TEXT BLOCK:
******

Usually Germans would comply with our order, however sullenly and resentfully. But not always. Some would weep and plead; others seemed too frightened to move on and had to be prodded on their way. . . . One of the teams in our detachment heard two shots when they came to take over a residential house. They immediately took cover, but when no other activity was heard, they entered the house to find a man and his wife had committed joint suicide rather than submit to American demands.
How do you get a man who is unwilling to talk to give you information of a nature obviously destructive to his own side? . . . If the prisoner persisted in his refusal to talk, [intelligence officer Leo] Handel would appear increasingly angry and sharp with his subject. If the man still refused to talk, step two would go into effect. Handel would order his sergeant to grab the prisoner and follow him. He would lead [him] out behind the house or a nearby shed. Here he would grimly draw a rectangle in the dirt the size of a man laid out, six feet by two feet. He’d throw a spade at the PW [prisoner of war] and order him to start digging. A few minutes of working on this cheerful excavation, and contemplating its probable use, as often as not made the PW quite talkative.
Should . . . the trench take shape with no signs of the PW caving in . . . Handel would turn to his sergeant in disgust and say in German, “All right, he’s almost finished. I’ll get the leader of that band of partisans who’s been begging us for a Kraut. They’ll take over. I’ll be in the interrogation room. You know I can’t stomach to watch.” And he then turned on his heel to walk away. Death might hold no terrors for the PW, but the prospect of death at the hands of a vengeful band of partisans was usually too much to face. . . . The PW would talk.
JOHN FITZGERALD: There was a bond between my father [Paul Fitzgerald], Jack Altaras, John Keenan, and J. D. Salinger. They served in the CIC together, and my father was the best man at Salinger’s first wedding. My father and Salinger stayed in close contact after the war and corresponded for nearly sixty-five years. My dad used to comment that during the war Altaras and Keenan would say, “There was really no time for us to do anything because we always had to stop for Salinger to sit by the roadside, working on short stories or his novel.”
J. D. SALINGER, excerpt from letter to Paul Fitzgerald, February 10, 1979:
You may be “baldheaded and slightly paunched”—that is, I’ll take your word for it—but who’s to say that image of you is any less real than the permanent one in my mind’s eye in which we’re all 1944 types, young guys in our early twenties. I saw John Keenan recently, yes, and spent a long, nice evening with him and Sally and their two grown daughters, and though he was gray and lined, too, and had put on a little weight, the 1944–’45 image of him is the fixed one in my mind, the permanent one. Will always see you with your helmet on, straps dangling. Altaras the same.

******

ENTRIES:
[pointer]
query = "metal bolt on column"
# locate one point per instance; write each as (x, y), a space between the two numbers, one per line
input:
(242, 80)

******

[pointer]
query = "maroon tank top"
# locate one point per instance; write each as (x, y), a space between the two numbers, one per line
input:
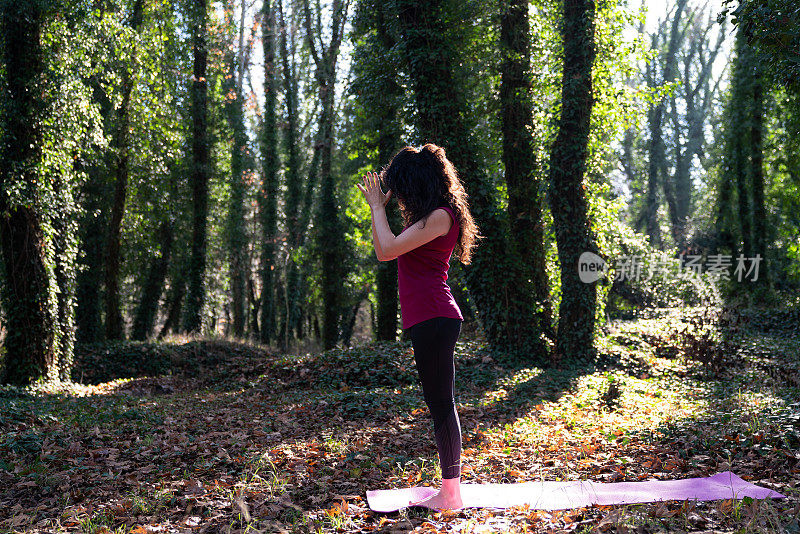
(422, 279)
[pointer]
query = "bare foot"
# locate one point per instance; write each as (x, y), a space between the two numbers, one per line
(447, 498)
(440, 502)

******

SHORT EXERCISE 1:
Condense the paragraph of the wartime intelligence passage that begins "Usually Germans would comply" into a shorter version that keeps its main facts.
SHORT EXERCISE 2:
Transcribe the wartime intelligence passage from "J. D. SALINGER, excerpt" to "Altaras the same.".

FULL RESPONSE 1:
Germans usually obeyed the order, though sullenly and resentfully, but not always. Some wept and pleaded, and others were too frightened to move and had to be prodded along. One team heard two shots as it arrived to take over a house. After taking cover and hearing nothing more, the team went inside and found that a man and his wife had killed themselves together rather than submit to American demands.

FULL RESPONSE 2:
J. D. SALINGER, excerpt from letter to Paul Fitzgerald, February 10, 1979:
You may be “baldheaded and slightly paunched”—that is, I’ll take your word for it—but who’s to say that image of you is any less real than the permanent one in my mind’s eye in which we’re all 1944 types, young guys in our early twenties. I saw John Keenan recently, yes, and spent a long, nice evening with him and Sally and their two grown daughters, and though he was gray and lined, too, and had put on a little weight, the 1944–’45 image of him is the fixed one in my mind, the permanent one. Will always see you with your helmet on, straps dangling. Altaras the same.